— What is required —
Below are entries; write every one of them out again exactly.

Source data
****************

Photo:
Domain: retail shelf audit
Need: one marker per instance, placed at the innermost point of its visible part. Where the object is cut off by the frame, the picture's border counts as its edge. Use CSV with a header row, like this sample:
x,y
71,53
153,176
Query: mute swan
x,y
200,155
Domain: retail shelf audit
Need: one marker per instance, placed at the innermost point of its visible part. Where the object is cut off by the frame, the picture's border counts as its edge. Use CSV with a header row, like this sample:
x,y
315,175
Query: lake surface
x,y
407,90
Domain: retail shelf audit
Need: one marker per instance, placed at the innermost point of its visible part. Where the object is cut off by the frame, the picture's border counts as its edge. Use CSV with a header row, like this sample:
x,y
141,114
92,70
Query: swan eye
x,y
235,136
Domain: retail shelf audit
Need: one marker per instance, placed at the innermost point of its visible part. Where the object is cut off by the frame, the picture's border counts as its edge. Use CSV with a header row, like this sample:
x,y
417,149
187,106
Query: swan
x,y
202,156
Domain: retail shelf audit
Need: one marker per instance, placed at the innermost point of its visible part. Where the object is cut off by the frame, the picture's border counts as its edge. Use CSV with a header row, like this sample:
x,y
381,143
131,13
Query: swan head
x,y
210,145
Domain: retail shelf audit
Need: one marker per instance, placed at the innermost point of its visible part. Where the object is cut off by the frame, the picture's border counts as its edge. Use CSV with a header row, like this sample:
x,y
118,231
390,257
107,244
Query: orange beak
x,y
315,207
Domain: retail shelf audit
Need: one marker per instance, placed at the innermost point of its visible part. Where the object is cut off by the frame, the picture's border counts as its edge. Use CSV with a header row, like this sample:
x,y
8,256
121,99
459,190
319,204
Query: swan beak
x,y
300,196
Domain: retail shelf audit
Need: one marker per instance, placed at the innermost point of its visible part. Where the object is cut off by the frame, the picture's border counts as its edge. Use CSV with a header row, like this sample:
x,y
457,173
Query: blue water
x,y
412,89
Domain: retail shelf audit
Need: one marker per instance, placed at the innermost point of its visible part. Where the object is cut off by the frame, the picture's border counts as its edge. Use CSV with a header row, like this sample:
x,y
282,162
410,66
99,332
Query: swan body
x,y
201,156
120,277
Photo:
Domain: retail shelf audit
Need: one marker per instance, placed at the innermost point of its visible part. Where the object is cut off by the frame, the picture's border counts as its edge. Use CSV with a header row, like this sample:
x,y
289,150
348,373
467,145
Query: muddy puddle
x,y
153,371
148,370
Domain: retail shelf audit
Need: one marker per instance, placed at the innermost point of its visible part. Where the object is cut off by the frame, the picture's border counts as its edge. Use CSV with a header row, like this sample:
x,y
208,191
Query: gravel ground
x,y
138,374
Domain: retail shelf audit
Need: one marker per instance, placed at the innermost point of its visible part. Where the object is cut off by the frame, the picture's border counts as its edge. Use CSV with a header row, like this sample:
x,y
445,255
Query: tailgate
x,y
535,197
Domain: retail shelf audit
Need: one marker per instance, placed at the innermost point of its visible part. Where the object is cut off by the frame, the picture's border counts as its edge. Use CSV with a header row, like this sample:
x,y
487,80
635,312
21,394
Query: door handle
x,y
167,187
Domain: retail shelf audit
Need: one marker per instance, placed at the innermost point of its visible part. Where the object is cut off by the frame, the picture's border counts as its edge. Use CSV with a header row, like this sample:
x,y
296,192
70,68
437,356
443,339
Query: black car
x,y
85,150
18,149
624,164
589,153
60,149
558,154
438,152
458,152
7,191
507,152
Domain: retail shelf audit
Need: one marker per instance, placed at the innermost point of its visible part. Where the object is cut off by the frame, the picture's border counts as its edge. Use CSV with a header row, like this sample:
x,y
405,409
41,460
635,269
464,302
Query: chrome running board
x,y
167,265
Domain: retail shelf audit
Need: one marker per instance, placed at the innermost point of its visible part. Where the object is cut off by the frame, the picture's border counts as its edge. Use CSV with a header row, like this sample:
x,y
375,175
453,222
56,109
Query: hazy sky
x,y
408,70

****************

— Answer area —
Photo:
Domain: retail shelf audit
Need: one marker per instance, placed at the innermost point of its visible part. Where the object is cut off by the frame, the picture's border counts as its edge. Use CSV with a header row, like this sample:
x,y
71,53
153,176
Query: mute swan
x,y
200,155
Domain: retail shelf audit
Need: one marker per instance, placed at the innermost point of its visible part. Where the object is cut off by the frame, the picture's border counts as its edge. Use CSV with a header row, like this sample:
x,y
315,175
Query: lake surface
x,y
407,90
Domain: retail shelf audit
Need: one marker per instance, placed at the innermost point of its visible part. Where the object is cut off by the frame, the picture's border counts as its edge. Use CSV with a header row, like this sample:
x,y
141,114
92,70
Query: swan eye
x,y
235,136
Domain: retail shelf audit
Need: one marker per instance, placed at the innermost point of its visible part. Where the object is cut off by the frame, the picture's border counts as its edge. Use CSV with a header row, like this sample:
x,y
417,149
187,106
Query: swan
x,y
202,156
Domain: retail shelf audit
Need: one marker per instance, placed at the innermost point of its visible part. Where the object is cut off by the frame, the picture's border counts as its edge. Use CSV with a header row, like this sample:
x,y
381,143
131,13
Query: swan head
x,y
210,145
Domain: retail shelf audit
Need: one marker per instance, placed at the innermost point of its visible part. Where the object is cut off by the frame, the picture's border counts as its edge. Use CSV with a header row, like this sample:
x,y
118,231
390,257
107,244
Query: orange beak
x,y
315,207
Domain: retail shelf audit
Need: one marker per instance, placed at the innermost point of its visible part. Where the object is cut off by the frame, the picture's border counts as its edge. Use CSV with a header row, like this sample:
x,y
8,256
121,99
459,190
319,204
Query: swan beak
x,y
300,196
Domain: retail shelf audit
Need: one marker per instance, placed at the innermost point of its visible part. Where the object is cut off by the frame, the picture's border counts as its edge. Use CSV with a header row, like this sample:
x,y
457,173
Query: blue water
x,y
412,89
Domain: retail shelf audit
Need: one marker per instance, placed at the innermost point of its visible part. Where the object is cut off by the frame, the picture's border counts as its edge. Use CSV with a header row, like this sample:
x,y
282,162
410,66
99,332
Query: swan body
x,y
201,156
120,277
Photo:
Domain: retail shelf audit
Need: one marker per instance, placed at the innermost point of its visible part. Where the object is cut off by the frame, the picture's border counts as its edge. Use CSV with a header row, like this sample:
x,y
289,150
348,373
467,145
Query: muddy puddle
x,y
153,371
148,370
Domain: retail shelf audit
Need: one marker per instance, placed at the innermost point of its visible part. Where the object is cut off by the frame, the picture's border counts as its edge. Use CSV with a header row, like this sample:
x,y
208,191
Query: gravel ground
x,y
138,374
Domain: retail shelf audit
Need: one marker per instance, placed at the innermost point of its visible part. Where the object is cut off by the frame, the picture's border counts as its edge. Use CSV with a header row, like this sample:
x,y
445,255
Query: tailgate
x,y
535,197
Domain: retail shelf audit
Need: one marker per instance, placed at the innermost point of its visible part. Where the object is cut off by the frame, the picture's border counts as its edge. Use CSV with a header row, like this sample:
x,y
487,80
635,312
21,394
Query: door handle
x,y
167,187
Domain: retail shelf audit
Need: one marker per instance, placed at the innermost point of its visible part. Where the object is cut off by the frame, the picture's border counts as its edge. Use CSV with a header row, like this sample:
x,y
296,192
70,68
437,356
443,339
Query: black car
x,y
85,150
18,149
624,164
589,153
60,149
558,154
438,152
458,152
7,191
507,152
Domain: retail shelf audit
Need: one marker per instance, placed at the innermost point of its visible part. Where the object is cut off by the frame, the picture's border counts as its edge. Use CSV with a header row, like this sample:
x,y
405,409
41,460
635,269
464,302
Query: chrome running board
x,y
167,265
Domain: retail shelf audit
Need: one marker per instance, placed at the innermost point of its visible part. Where the object is cut off by the frame, the picture's border counts as its edge. Use CSV with a header row, like this sample:
x,y
375,175
453,222
56,109
Query: hazy sky
x,y
408,70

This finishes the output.